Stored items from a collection

+ + + +

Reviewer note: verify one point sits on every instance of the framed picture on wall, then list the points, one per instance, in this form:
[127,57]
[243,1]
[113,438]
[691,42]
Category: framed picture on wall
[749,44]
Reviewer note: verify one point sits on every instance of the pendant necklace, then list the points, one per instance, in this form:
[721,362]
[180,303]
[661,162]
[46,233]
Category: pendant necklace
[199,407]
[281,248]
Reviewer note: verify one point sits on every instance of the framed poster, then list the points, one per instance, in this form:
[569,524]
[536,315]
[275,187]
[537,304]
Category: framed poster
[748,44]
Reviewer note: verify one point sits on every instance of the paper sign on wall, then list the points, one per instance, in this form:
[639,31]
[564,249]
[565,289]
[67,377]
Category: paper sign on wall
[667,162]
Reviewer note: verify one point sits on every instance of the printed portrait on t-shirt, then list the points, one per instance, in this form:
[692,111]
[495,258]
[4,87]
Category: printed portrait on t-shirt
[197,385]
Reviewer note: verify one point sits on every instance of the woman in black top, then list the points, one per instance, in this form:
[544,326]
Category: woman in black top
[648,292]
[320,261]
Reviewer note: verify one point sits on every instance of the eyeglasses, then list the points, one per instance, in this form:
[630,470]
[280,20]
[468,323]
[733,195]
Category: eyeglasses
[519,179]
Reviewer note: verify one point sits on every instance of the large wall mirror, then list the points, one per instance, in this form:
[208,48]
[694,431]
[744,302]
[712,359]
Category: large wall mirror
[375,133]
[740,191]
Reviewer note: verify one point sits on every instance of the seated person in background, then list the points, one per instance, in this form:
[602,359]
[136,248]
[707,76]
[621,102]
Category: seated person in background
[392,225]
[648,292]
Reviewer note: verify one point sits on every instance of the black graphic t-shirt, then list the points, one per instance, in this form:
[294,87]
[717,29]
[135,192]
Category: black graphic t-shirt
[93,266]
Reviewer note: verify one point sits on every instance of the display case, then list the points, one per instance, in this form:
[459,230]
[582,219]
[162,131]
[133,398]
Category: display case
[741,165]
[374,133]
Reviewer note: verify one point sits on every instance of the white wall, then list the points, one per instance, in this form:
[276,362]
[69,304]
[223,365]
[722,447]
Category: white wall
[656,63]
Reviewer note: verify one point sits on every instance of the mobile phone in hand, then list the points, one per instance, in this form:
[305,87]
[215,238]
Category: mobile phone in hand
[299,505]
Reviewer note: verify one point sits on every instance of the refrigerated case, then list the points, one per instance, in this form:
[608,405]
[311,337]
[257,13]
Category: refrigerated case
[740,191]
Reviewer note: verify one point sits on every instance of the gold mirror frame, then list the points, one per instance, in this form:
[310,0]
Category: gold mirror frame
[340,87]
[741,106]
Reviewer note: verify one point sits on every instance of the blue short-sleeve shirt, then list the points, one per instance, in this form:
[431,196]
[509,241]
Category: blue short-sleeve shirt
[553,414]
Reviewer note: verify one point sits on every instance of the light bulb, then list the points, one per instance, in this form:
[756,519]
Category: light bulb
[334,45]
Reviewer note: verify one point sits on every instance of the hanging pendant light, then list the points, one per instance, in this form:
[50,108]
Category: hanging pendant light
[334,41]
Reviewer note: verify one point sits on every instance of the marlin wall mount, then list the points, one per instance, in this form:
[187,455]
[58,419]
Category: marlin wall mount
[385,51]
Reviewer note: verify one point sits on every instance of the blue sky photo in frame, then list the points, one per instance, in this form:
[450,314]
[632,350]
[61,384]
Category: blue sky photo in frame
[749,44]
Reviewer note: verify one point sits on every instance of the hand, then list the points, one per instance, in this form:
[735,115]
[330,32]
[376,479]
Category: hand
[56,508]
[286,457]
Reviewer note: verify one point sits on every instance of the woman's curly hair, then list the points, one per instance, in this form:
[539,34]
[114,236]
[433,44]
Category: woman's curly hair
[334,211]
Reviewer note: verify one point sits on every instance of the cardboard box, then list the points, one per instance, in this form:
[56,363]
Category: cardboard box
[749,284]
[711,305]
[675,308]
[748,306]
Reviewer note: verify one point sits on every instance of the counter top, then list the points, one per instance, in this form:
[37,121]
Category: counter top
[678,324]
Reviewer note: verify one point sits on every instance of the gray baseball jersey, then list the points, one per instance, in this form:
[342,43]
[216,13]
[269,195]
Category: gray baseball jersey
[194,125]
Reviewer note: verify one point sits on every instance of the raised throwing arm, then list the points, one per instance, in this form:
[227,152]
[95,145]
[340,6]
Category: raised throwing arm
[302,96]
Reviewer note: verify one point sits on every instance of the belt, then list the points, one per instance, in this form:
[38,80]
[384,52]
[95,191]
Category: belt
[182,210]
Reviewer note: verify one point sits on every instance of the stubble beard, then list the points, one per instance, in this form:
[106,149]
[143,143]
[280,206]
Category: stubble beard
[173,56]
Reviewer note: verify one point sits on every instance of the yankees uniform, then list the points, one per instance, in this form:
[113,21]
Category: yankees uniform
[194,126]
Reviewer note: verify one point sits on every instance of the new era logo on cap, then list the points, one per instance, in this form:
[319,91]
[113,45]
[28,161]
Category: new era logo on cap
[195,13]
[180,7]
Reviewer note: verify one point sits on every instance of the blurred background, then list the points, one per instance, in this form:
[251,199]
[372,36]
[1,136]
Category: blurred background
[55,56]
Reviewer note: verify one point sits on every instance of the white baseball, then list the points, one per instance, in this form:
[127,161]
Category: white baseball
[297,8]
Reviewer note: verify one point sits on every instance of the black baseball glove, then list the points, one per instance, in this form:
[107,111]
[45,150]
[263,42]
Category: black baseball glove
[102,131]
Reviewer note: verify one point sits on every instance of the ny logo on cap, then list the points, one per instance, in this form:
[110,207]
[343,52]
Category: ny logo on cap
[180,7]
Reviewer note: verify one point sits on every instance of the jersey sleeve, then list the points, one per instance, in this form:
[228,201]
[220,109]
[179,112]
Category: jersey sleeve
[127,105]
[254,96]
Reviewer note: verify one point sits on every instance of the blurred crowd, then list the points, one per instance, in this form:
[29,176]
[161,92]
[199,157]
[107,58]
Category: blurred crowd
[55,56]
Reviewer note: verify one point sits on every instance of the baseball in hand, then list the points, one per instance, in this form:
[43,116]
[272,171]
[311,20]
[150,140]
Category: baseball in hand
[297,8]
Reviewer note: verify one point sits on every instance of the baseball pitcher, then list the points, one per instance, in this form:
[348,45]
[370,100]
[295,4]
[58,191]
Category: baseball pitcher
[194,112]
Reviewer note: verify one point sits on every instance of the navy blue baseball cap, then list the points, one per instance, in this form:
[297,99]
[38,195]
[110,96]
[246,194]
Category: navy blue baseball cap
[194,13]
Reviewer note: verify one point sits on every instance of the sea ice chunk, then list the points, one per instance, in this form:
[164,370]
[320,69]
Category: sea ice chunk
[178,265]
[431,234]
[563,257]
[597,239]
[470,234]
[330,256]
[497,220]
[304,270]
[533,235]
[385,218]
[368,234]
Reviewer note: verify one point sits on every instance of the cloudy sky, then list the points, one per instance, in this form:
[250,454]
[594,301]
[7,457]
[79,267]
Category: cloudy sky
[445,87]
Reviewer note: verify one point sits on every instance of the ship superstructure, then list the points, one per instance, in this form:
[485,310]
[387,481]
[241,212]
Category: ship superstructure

+ + + +

**YOUR GOAL**
Could you reproduce every record above exactly as it appears?

**THE OUTPUT**
Reviewer note: verify one point sits on every instance of the framed picture on wall, then list the points, one per instance, in this form:
[127,57]
[243,1]
[113,438]
[691,42]
Category: framed picture on wall
[749,44]
Reviewer note: verify one point sits on every instance of the pendant necklace, then list the points, one per instance, in this form:
[721,362]
[180,303]
[661,162]
[46,233]
Category: pendant necklace
[199,407]
[281,248]
Reviewer note: verify one point sits on every instance of the framed poster, then list the points, one per instance, in this form:
[569,524]
[536,315]
[275,187]
[537,304]
Category: framed poster
[748,44]
Reviewer note: verify one point sits on every instance of the paper sign on wall, then list the points, one per instance, in this form:
[639,31]
[564,249]
[565,289]
[67,377]
Category: paper sign on wall
[667,162]
Reviewer note: verify one point sits on every instance of the printed portrait on t-shirt, then list the points, one per instance, in this form:
[692,111]
[495,258]
[4,87]
Category: printed portrait on t-shirt
[197,385]
Reviewer note: verify one point sits on every instance of the woman in black top, then list the points, one per instance, in this form:
[544,326]
Category: woman in black top
[648,292]
[320,261]
Reviewer note: verify one point sits on every instance of the eyeglasses, then list the points, one per instance, in this form:
[630,470]
[280,20]
[468,323]
[733,195]
Category: eyeglasses
[519,179]
Reviewer note: verify one point sits on every instance of the large wall mirror, then list the points, one per instance, in this form:
[208,48]
[694,431]
[744,302]
[712,359]
Category: large wall mirror
[375,133]
[740,191]
Reviewer note: verify one point sits on every instance of the seated person in background, then list the points, one per instance, in this form:
[602,359]
[136,248]
[707,76]
[621,102]
Category: seated person in background
[392,225]
[648,292]
Reviewer note: verify one point sits on every instance of the black graphic t-shirt, then list the points, one per instance, in this form:
[294,87]
[717,29]
[135,192]
Category: black graphic t-shirt
[93,266]
Reviewer note: verify one point sits on every instance of the display case, then list the points, one per instance, in this form:
[459,230]
[582,219]
[162,131]
[133,398]
Category: display case
[741,165]
[374,133]
Reviewer note: verify one point sits on every instance of the white wall, then list the points, one per instance, in this form:
[276,362]
[69,304]
[223,365]
[722,447]
Category: white wall
[656,63]
Reviewer note: verify one point sits on every instance of the mobile phone in hand, then list the points, one per instance, in this form:
[305,87]
[215,238]
Category: mobile phone in hand
[299,505]
Reviewer note: verify one point sits on every instance of the refrigerated case, then list the points, one per instance, in this form:
[608,405]
[311,337]
[257,13]
Category: refrigerated case
[740,191]
Reviewer note: verify one point sits on every instance of the gold mirror frame, then list the points, one per instance, in this form:
[310,0]
Category: gold mirror frame
[340,87]
[741,106]
Reviewer note: verify one point sits on every instance of the blue short-sleeve shirt, then list the points, one per instance, in this form:
[431,196]
[509,241]
Category: blue short-sleeve shirt
[553,414]
Reviewer note: verify one point sits on every instance of the light bulb, then list the points, one per instance, in this form:
[756,519]
Category: light bulb
[334,45]
Reviewer note: verify one point sits on every instance of the hanging pendant light, then list the points, one per instance, in this form:
[50,108]
Category: hanging pendant light
[334,41]
Reviewer note: verify one point sits on every instance of the marlin wall mount, then list the points, one per instance, in this form:
[187,455]
[58,419]
Category: marlin wall mount
[385,51]
Reviewer note: verify one point sits on every instance of the blue sky photo in frame, then list the points, one per instance, in this form:
[450,314]
[632,350]
[61,384]
Category: blue sky photo in frame
[749,44]
Reviewer note: verify one point sits on every instance of the hand, then list the points, one per instance, in this form:
[735,115]
[330,32]
[376,479]
Category: hand
[56,508]
[286,457]
Reviewer note: verify one point sits on every instance of the woman's curly hair, then list the points, one per instance, in this form:
[539,34]
[114,236]
[433,44]
Category: woman's curly hair
[334,211]
Reviewer note: verify one point sits on every instance of the cardboard box, then list the points, one per instance, in this form:
[56,363]
Category: cardboard box
[749,284]
[711,305]
[675,308]
[748,306]
Reviewer note: verify one point sits on every instance of the counter top, then list the points, one per instance, in this form:
[37,121]
Category: counter top
[678,324]
Reviewer note: verify one point sits on every instance of the gray baseball jersey, then list the points, one per instance, in this form:
[342,43]
[216,13]
[269,195]
Category: gray baseball jersey
[194,125]
Reviewer note: verify one point sits on every instance of the raised throwing arm, then list the points, one per instance, in this form:
[227,152]
[95,145]
[340,6]
Category: raised throwing arm
[302,96]
Reviewer note: verify one point sits on every instance of the belt, then list the points, one per instance, in this form:
[38,80]
[384,52]
[95,191]
Category: belt
[182,210]
Reviewer note: verify one point sits on every instance of the stubble beard, then list the points, one per instance, in this form:
[106,149]
[143,143]
[280,206]
Category: stubble beard
[173,56]
Reviewer note: verify one point sits on every instance of the yankees uniform, then list the points, one per instance, in this form:
[113,21]
Category: yankees uniform
[194,126]
Reviewer note: verify one point sits on every instance of the new era logo on cap, then list the points, one per instance, in this form:
[319,91]
[113,45]
[28,161]
Category: new era logo on cap
[195,13]
[180,7]
Reviewer note: verify one point sits on every instance of the blurred background, then list the points, one per instance, in this form:
[251,199]
[372,36]
[1,136]
Category: blurred background
[55,56]
Reviewer note: verify one point sits on every instance of the white baseball, then list the points, one per instance, in this form:
[127,161]
Category: white baseball
[297,8]
Reviewer note: verify one point sits on every instance of the black baseball glove, then list the points, one per instance, in this form:
[107,111]
[45,150]
[263,42]
Category: black baseball glove
[102,131]
Reviewer note: verify one point sits on every instance of the ny logo on cap, then list the points, one per instance, in this form:
[110,207]
[343,52]
Category: ny logo on cap
[180,7]
Reviewer note: verify one point sits on every instance of the jersey sleeve, then list the points, one per instance, in this form:
[228,201]
[220,109]
[179,112]
Category: jersey sleeve
[127,105]
[254,96]
Reviewer note: verify one point sits on every instance of the blurred crowd, then list the points, one per instance, in this form:
[29,176]
[161,92]
[199,157]
[107,58]
Category: blurred crowd
[55,56]
Reviewer note: verify one point sits on every instance of the baseball in hand, then list the points, one per instance, in this form:
[43,116]
[272,171]
[311,20]
[150,140]
Category: baseball in hand
[297,8]
Reviewer note: verify one point sits on every instance of the baseball pitcher, then list the points, one per instance, in this form:
[348,45]
[370,100]
[295,4]
[58,191]
Category: baseball pitcher
[194,112]
Reviewer note: verify one point sits on every instance of the navy blue baseball cap, then list the points, one per instance, in this form:
[297,99]
[38,195]
[110,96]
[246,194]
Category: navy blue baseball cap
[194,13]
Reviewer note: verify one point sits on every instance of the sea ice chunk, then list the points, one per instance, in this form:
[164,370]
[320,69]
Category: sea ice chunk
[178,265]
[431,234]
[563,257]
[597,239]
[470,234]
[330,256]
[497,220]
[304,270]
[533,235]
[385,218]
[368,234]
Reviewer note: verify one point sits on every instance of the cloudy sky, then list the points, one per instance, in this form:
[250,454]
[594,301]
[7,457]
[79,267]
Category: cloudy sky
[445,87]
Reviewer note: verify one point sits on every instance of the ship superstructure, then list the points, one per instance, in this form:
[485,310]
[387,481]
[241,212]
Category: ship superstructure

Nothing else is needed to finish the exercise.